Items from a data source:
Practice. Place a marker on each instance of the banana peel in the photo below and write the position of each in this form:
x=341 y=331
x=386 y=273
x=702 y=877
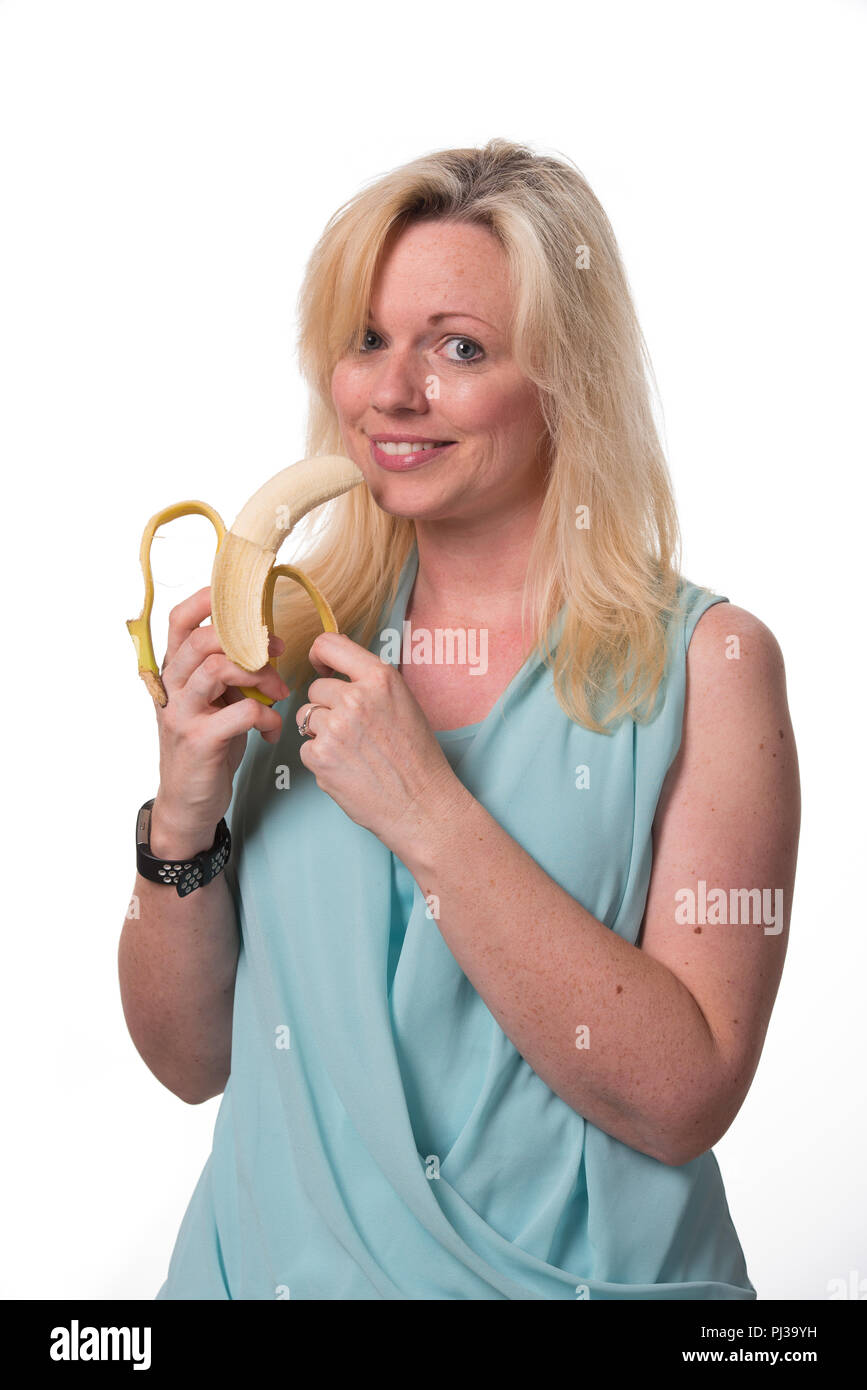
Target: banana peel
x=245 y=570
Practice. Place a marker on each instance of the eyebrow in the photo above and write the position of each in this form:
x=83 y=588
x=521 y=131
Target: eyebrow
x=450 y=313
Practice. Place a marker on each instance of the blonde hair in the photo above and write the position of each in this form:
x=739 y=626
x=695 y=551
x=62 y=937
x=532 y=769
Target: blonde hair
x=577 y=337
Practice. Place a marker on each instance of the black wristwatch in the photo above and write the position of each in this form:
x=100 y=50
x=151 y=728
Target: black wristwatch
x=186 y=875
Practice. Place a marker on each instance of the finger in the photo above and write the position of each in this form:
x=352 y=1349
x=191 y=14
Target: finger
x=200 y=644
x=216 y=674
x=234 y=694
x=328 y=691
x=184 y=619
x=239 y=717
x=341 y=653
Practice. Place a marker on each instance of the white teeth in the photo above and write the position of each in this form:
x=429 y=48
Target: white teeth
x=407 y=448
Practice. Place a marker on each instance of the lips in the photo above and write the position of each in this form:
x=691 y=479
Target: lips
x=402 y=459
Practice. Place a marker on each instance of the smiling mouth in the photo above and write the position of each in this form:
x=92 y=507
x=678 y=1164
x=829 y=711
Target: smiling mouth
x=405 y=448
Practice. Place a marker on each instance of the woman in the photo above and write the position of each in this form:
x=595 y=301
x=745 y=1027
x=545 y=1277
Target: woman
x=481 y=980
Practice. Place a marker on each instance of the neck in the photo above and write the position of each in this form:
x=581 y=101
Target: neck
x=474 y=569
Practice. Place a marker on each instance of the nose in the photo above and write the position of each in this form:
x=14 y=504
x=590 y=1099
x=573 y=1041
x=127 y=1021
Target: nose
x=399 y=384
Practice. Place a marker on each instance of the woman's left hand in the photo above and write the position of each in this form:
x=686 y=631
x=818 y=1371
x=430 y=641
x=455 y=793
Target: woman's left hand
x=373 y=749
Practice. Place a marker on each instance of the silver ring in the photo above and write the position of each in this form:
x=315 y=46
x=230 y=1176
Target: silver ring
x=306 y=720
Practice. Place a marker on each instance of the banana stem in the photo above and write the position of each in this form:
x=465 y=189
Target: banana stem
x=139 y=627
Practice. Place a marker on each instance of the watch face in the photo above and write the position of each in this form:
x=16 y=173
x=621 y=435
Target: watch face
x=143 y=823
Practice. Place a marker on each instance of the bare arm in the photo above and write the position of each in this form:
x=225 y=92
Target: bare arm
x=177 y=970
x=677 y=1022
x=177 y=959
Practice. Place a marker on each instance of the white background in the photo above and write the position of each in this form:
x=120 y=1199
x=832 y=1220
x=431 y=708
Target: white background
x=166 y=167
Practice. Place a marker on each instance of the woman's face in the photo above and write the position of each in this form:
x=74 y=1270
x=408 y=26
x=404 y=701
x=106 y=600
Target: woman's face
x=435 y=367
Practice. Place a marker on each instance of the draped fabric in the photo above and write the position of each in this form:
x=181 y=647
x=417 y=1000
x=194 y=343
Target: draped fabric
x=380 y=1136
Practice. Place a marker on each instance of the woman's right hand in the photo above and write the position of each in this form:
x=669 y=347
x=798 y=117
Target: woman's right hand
--
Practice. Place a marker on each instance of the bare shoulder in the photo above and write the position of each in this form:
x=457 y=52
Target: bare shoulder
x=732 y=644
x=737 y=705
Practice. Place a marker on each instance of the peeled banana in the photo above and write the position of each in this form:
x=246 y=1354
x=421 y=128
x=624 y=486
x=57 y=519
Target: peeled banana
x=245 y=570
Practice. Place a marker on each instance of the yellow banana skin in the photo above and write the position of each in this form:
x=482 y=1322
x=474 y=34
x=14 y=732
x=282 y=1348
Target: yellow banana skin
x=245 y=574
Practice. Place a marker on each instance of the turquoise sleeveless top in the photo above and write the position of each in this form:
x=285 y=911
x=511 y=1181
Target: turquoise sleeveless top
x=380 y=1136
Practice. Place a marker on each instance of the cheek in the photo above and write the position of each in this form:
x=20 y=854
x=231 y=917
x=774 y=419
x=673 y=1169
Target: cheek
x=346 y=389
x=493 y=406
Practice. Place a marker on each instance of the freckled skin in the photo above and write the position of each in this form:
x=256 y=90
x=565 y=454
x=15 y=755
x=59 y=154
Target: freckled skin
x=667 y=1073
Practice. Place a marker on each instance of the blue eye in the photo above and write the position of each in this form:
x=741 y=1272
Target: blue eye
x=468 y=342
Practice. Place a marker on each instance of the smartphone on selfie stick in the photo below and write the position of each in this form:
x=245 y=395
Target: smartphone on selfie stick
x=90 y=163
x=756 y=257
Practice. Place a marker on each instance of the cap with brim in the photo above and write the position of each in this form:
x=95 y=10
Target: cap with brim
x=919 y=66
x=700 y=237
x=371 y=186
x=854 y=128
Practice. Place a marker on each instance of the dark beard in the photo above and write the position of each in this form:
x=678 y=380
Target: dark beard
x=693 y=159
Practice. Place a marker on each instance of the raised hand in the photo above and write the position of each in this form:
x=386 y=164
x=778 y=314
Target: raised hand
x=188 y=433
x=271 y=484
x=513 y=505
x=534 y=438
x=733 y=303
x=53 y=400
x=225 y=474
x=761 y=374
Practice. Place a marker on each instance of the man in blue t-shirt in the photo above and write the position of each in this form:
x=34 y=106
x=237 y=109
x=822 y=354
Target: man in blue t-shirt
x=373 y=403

• [What you have to do]: Reproduce exactly the entries above, limited to the lines from the one with "x=181 y=647" through the one with "Target: woman's right hand", both included.

• [Answer space]:
x=181 y=647
x=417 y=1000
x=194 y=343
Target: draped fabric
x=380 y=1136
Practice. Place a marker on each instance of the woman's right hand in the photo above and write the position of each in this form:
x=669 y=347
x=798 y=117
Target: woman's right hand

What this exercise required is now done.